#### Data records
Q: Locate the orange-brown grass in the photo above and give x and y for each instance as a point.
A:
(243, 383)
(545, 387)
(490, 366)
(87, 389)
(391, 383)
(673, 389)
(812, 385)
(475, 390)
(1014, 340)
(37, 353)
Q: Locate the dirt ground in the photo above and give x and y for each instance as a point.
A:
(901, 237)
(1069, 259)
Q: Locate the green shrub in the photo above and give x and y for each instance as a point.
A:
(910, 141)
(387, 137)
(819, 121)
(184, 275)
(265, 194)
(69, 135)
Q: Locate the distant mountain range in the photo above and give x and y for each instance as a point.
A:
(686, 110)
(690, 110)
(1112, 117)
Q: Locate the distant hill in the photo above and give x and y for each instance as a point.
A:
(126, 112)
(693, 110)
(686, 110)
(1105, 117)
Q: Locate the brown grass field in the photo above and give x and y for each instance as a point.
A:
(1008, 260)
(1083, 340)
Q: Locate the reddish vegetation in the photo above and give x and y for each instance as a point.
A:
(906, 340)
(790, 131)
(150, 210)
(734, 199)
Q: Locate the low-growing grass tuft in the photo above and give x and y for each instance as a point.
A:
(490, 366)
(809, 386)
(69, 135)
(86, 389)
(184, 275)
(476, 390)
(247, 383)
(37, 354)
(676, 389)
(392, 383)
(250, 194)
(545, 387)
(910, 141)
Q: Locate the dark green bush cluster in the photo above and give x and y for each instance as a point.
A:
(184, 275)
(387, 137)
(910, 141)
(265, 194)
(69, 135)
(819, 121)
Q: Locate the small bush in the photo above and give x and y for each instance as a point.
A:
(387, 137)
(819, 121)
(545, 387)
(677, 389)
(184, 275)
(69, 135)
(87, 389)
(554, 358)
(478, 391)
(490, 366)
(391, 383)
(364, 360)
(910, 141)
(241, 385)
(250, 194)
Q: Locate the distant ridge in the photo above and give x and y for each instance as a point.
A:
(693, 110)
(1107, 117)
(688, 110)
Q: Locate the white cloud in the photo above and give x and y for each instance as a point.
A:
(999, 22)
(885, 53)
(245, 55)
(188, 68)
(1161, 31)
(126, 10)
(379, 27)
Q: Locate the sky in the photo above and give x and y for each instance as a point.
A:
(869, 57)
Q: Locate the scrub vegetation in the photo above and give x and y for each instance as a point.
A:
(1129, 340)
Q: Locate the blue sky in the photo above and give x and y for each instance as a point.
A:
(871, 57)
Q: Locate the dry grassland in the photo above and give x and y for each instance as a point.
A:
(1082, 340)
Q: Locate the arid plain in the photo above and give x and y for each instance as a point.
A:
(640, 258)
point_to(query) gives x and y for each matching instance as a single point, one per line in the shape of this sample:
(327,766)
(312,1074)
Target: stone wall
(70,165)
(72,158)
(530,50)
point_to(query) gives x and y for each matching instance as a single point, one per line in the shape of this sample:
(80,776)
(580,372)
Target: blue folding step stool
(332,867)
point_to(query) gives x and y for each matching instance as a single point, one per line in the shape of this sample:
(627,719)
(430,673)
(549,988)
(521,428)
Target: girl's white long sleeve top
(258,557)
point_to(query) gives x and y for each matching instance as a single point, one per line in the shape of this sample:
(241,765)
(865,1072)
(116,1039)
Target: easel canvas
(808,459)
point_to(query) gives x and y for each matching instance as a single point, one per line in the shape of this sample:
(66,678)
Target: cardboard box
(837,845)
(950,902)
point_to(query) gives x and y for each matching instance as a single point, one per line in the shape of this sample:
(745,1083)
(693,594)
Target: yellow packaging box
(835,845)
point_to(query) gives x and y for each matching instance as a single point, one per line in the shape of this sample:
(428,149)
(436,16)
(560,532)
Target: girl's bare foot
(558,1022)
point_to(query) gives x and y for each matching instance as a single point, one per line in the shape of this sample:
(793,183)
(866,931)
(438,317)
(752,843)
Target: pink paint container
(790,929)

#### Exercise prompt
Reproduce the items from their first line up to and including the line with "(1069, 259)".

#### Response to this task
Q: Locate the orange-brown grass in the photo above and give x and y for each instance as a point.
A:
(243, 383)
(545, 387)
(490, 366)
(87, 389)
(391, 383)
(673, 389)
(812, 385)
(475, 390)
(1014, 340)
(37, 353)
Q: Locate the dirt ground in the photo above and give x and y for each instance as a point.
A:
(901, 237)
(1069, 259)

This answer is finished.